Teks Bacaan —
───
Fakultas Psikologi
Universitas Proklamasi 45 Yogyakarta
Berkantung bolong nampaknya akan selalu menjadi nasib saya pada setiap akhir bulan. Hal ini karena karena saya merasa sering kedodoran dalam mengelola keuangan keluarga, lebih tepatnya keuangan suami. Akibatnya bisa ditebak, saya sering mengalami kebingungan dalam mencukupi kebutuhan keluarga. Kebingungan rutin pada akhir bulan dapat terlihat nyata dari kurang bervariasinya menu masakan.
Sebenarnya sudah sangat sering saya mencoba berbagai cara
untuk mengatasi problem kantung bolong ini. Cara pengelolaan uang yang pernah
saya coba adalah mencatat semua pengeluaran pada buku catatan. Begitu telitinya
saya mencatat semua pengeluaran, sehingga untuk keperluan parkir kendaraan dan
memberikan sedekah pada pengemis pun saya catat. Ide ini berasal dari kebiasaan
almarhum ibu saya yang sangat teliti dalam membelanjakan uang yang berasal dari
ayah saya. Maklum, beliau mempunyai latar belakang pendidikan Belanda yang
sangat menekankan ketelitian dalam berhitung. Pada mulanya saya merasa
kesulitan, karena faktor lupa dan seringnya menunda-nunda proses pencatatan.
Meskipun merasa kesulitan, saya memaksa diri untuk tetap melakukan metode
pencatatan ini karena tertantang oleh kebiasaan pengasuh saya yang sudah tua
dan buta huruf tetapi sangat kuat daya ingatnya terutama terhadap uang yang
sudah dibelanjakannya.
Setelah beberapa lama menjalankan metode pencatatan daftar
pengeluaran ini, lama kelamaan saya merasa tidak tahan. Hal ini karena saya
sering merasa menyesal pada akhir bulan ketika melihat daftar pengeluaran yang
tinggi. Saya menyalahkan diri sendiri dan menjadi depresi. Akhirnya saya
memutuskan untuk meninggalkan metode pencatatan ini, karena saya tidak ingin
diperbudak oleh buku catatan daftar pengeluaran ini.
───
Soal Latihan —
1. Jawablah pertanyaan berikut berdasarkan teks tentang keuangan keluarga.
(a) Apa yang membuat kebingungan rutin pada akhir bulan terlihat nyata?
(b) Dari kebiasaan siapa ide mencatat semua pengeluaran berasal?
(c) Mengapa metode pencatatan itu akhirnya ditinggalkan?
2. Tuliskan lanjutan teks tentang keuangan keluarga, dimulai tepat setelah kalimat terakhirnya.

Kumpulan Data —
───
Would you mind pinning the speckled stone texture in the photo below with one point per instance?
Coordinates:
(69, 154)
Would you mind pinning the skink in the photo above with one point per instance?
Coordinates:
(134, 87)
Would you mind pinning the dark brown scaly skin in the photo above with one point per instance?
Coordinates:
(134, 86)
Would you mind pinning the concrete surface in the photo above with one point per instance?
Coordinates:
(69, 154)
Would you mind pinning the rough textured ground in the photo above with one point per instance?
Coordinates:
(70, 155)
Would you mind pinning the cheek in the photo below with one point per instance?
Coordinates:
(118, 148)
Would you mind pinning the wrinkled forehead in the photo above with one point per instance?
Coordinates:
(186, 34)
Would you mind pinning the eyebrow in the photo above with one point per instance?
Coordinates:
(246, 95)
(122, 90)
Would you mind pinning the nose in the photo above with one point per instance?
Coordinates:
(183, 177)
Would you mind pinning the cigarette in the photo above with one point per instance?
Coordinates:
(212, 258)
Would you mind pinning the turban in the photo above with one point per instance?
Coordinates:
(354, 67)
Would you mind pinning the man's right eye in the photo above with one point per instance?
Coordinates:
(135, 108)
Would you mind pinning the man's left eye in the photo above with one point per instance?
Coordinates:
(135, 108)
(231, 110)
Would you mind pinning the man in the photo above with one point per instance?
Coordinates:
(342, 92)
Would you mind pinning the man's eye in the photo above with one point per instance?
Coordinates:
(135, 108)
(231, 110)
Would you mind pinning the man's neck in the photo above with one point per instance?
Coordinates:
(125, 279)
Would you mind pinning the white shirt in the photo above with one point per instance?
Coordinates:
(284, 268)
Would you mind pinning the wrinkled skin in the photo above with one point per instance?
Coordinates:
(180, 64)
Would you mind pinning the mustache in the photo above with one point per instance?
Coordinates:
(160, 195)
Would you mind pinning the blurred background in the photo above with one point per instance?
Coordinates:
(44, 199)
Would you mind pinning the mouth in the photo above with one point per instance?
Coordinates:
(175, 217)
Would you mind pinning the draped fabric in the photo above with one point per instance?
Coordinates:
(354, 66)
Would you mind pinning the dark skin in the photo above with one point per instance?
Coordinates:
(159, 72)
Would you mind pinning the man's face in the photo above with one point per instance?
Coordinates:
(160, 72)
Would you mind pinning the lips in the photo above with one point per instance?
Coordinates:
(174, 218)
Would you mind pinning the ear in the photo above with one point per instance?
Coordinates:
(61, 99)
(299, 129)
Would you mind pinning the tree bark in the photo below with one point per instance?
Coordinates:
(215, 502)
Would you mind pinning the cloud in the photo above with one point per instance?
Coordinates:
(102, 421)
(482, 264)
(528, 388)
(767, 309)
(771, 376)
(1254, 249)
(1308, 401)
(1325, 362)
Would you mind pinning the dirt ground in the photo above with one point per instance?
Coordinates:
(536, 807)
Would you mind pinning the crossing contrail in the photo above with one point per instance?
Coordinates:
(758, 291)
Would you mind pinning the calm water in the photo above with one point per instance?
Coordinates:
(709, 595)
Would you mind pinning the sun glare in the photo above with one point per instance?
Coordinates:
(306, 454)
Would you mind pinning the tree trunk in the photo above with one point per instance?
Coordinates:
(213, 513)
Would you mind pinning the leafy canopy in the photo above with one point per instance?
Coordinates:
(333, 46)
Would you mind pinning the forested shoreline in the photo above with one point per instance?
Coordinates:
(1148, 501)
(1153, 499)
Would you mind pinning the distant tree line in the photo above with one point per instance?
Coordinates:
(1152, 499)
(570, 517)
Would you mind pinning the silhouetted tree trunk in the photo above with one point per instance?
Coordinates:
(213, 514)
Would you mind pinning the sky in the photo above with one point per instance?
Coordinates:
───
Jawaban per Soal —
1.
(a) Kurang bervariasinya menu masakan.
(b) Dari kebiasaan almarhum ibu penulis, yang sangat teliti dalam membelanjakan uang yang berasal dari ayah penulis.
(c) Karena penulis tidak ingin diperbudak oleh buku catatan daftar pengeluaran.

2.
Setelah tidak menggunakan metode pencatatan, saya menjadi
gelisah dan merasa bersalah pada suami karena akhir bulan tetap saja berkantung
bolong. Saya berusaha mengingat-ingat masa kecil ketika saya harus hidup
bersama almarhum nenek, karena kedua orangtua saya pergi ke Colorado Amerika
Serikat untuk menuntut ilmu. Nenek saya juga berlatar belakang pendidikan
Belanda dan super teliti dalam mengatur keuangan keluarga. Nenek menjadi kepala
keluarga karena harus menghidupi lima
cucu dan sumber keuangan hanya gaji ayah saya serta pensiun kakek. Kami semua
dilatih untuk super hemat, apalagi pada masa itu (sekitar tahun 1968) situasi
negara tidak stabil sehingga harga barang-barang kebutuhan sehari-hari sulit
dikendalikan.
Cara jitu nenek saya dalam mengelola keuangan sangat
sederhana yaitu menggunakan metode amplop. Pada setiap awal bulan nenek selalu
memasukkan uang pada banyak amplop. Satu amplop hanya untuk satu kebutuhan
saja, dan kebutuhan itu tertulis pada bagian luar amplop. Amplop yang sudah
terisi kemudian direkatkan dengan lem untuk mengurangi godaan mengambil uang.
Metode ini saya tiru dan ternyata sangat ampuh untuk mengelola keuangan
keluarga. Memang ada kalanya saya harus merobek amplop untuk kebutuhan yang
tidak sesuai dengan yang tertulis di amplop, namun peristiwa itu jarang
terjadi. Suami yang melihat amplop-amplop berisi uang juga menjadi tidak
tergoda untuk membelanjakan uang. Agar lebih hemat, amplop-amplop itu dibuat
dari kertas bekas yang masih layak pakai. Jadi sekarang saya mempunyai banyak persediaan
amplop untuk menata keuangan keluarga. Saya bersyukur warisan nenek ternyata
sangat berguna dalam penataan keuangan.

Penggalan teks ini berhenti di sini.